### Texto proporcionado
-=-=-

Hoy en día es común escuchar, en boca de algunos políticos, opinadores o incluso artistas o famosos, una idea radical y rotundamente falsa: la culpa del procés es imputable, a medias, al Tribunal Constitucional que “anuló” el Estatut de Autonomía de Cataluña y al Partido Popular que “interpuso” el recurso que la hizo posible.
Es común a los profesos de tan extendida opinión no sólo no haber leído la extensísima resolución -de casi 500 páginas-, sino, en la mayor parte de los casos, no haber leído siquiera sobre la misma o su contexto. De otro modo, como paso a abordar, no se explica esta postura. Convencido de que todo debate político honesto debe partir de la verdad -o cuando menos intentarlo-, recién cumplidos diez años desde aquella Sentencia de 28 de junio de 2010, me propongo recordar algunos puntos esenciales de la misma y su contexto. Puntos comúnmente pasados por alto y que revelan la manipulación que respecto de la Sentencia y su contexto se ha venido ejerciendo desde hace una década por determinados sectores, bien como argumento “legitimista” de la deriva hacia el procés (el independentismo catalán) bien como arma arrojadiza frente al rival político (determinados sectores de la izquierda española).
El Origen.

-=-=-

### Reto A
Reproduce literalmente el fragmento del texto sobre la sentencia del Estatut que va desde "Es común a los" hasta "la izquierda española).".
El texto y los registros no guardan ninguna relación entre sí.

### Datos mostrados
-=-=-

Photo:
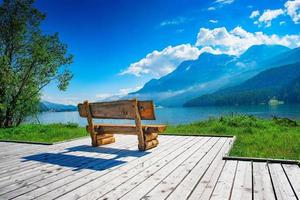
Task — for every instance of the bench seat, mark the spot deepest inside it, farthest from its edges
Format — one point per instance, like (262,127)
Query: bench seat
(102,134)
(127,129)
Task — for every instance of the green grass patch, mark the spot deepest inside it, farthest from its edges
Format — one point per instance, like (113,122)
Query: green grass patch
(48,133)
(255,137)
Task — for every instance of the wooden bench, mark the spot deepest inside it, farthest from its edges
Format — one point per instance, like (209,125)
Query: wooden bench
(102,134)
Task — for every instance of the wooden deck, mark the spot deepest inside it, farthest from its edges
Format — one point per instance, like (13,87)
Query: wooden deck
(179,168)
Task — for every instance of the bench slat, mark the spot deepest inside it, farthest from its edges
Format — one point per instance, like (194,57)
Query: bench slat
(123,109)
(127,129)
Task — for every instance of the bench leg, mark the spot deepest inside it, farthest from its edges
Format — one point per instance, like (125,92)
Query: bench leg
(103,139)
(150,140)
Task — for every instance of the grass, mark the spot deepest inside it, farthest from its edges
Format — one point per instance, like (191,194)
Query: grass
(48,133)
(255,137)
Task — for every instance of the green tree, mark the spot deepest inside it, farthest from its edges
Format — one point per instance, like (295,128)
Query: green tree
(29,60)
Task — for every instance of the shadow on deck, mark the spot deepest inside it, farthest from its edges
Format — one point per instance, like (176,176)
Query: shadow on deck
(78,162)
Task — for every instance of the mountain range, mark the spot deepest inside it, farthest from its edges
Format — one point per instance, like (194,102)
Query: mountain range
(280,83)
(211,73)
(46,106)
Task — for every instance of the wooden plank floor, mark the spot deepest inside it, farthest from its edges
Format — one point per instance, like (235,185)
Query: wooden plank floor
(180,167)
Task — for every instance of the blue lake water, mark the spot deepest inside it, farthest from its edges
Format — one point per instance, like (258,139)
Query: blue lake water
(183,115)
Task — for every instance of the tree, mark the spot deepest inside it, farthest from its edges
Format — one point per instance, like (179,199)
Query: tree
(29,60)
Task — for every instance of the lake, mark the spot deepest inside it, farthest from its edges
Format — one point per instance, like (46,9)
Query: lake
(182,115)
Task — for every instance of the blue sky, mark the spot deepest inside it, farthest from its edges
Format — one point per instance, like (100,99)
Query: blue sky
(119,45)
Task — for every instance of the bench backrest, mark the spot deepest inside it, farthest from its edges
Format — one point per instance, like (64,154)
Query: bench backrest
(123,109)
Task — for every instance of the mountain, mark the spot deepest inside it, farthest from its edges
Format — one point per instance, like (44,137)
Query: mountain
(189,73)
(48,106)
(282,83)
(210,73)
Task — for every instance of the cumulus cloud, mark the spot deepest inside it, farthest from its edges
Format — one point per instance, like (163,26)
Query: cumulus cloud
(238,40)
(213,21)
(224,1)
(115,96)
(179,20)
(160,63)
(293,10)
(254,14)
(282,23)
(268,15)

-=-=-

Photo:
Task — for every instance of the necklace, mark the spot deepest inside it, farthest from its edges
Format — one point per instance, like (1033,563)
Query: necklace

-=-=-

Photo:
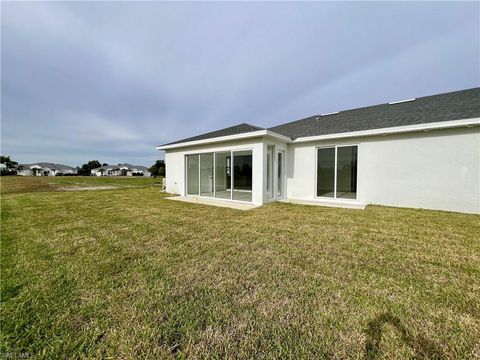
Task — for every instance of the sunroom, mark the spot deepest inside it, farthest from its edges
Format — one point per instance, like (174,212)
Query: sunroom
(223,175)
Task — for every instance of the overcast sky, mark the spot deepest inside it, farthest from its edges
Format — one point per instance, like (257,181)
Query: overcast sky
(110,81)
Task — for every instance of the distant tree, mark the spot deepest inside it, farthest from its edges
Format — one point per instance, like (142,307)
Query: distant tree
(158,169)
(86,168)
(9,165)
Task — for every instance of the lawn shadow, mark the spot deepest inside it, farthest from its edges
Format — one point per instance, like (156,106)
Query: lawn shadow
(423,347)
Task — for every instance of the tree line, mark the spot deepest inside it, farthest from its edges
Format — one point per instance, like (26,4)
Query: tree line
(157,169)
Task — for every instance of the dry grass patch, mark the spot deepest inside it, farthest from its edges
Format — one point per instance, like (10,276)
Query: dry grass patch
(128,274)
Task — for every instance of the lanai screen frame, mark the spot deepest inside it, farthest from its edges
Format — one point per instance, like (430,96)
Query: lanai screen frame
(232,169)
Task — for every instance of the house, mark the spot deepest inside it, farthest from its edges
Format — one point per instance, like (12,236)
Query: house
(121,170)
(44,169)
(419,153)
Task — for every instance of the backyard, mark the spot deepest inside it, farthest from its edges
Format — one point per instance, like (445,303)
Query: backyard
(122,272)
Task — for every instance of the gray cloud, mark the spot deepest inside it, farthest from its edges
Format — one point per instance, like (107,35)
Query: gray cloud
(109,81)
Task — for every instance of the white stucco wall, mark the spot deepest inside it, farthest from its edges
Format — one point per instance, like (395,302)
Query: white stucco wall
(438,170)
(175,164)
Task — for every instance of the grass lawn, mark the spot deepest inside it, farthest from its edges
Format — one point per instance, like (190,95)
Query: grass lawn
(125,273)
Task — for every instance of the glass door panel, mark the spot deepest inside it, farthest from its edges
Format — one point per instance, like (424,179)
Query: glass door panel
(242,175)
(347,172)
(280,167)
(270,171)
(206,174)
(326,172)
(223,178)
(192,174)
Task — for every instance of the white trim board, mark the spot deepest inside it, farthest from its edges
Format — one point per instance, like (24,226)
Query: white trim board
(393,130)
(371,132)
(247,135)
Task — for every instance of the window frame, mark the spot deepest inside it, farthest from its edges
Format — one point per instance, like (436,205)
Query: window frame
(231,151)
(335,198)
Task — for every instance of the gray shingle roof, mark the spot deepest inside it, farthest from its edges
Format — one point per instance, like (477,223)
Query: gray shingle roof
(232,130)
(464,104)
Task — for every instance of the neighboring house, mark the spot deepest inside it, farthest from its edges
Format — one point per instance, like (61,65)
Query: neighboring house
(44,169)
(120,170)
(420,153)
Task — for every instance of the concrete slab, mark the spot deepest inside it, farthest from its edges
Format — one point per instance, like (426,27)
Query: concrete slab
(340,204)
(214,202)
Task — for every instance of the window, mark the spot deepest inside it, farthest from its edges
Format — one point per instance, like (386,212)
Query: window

-=-=-

### Reto B
Enumera todas las líneas de los registros que contienen la cadena "distant", distinguiendo entre mayúsculas y minúsculas.

### Respuesta completa A
Es común a los profesos de tan extendida opinión no sólo no haber leído la extensísima resolución -de casi 500 páginas-, sino, en la mayor parte de los casos, no haber leído siquiera sobre la misma o su contexto. De otro modo, como paso a abordar, no se explica esta postura. Convencido de que todo debate político honesto debe partir de la verdad -o cuando menos intentarlo-, recién cumplidos diez años desde aquella Sentencia de 28 de junio de 2010, me propongo recordar algunos puntos esenciales de la misma y su contexto. Puntos comúnmente pasados por alto y que revelan la manipulación que respecto de la Sentencia y su contexto se ha venido ejerciendo desde hace una década por determinados sectores, bien como argumento “legitimista” de la deriva hacia el procés (el independentismo catalán) bien como arma arrojadiza frente al rival político (determinados sectores de la izquierda española).

### Respuesta completa B
Task — for every instance of the distant tree, mark the spot deepest inside it, farthest from its edges
Query: distant tree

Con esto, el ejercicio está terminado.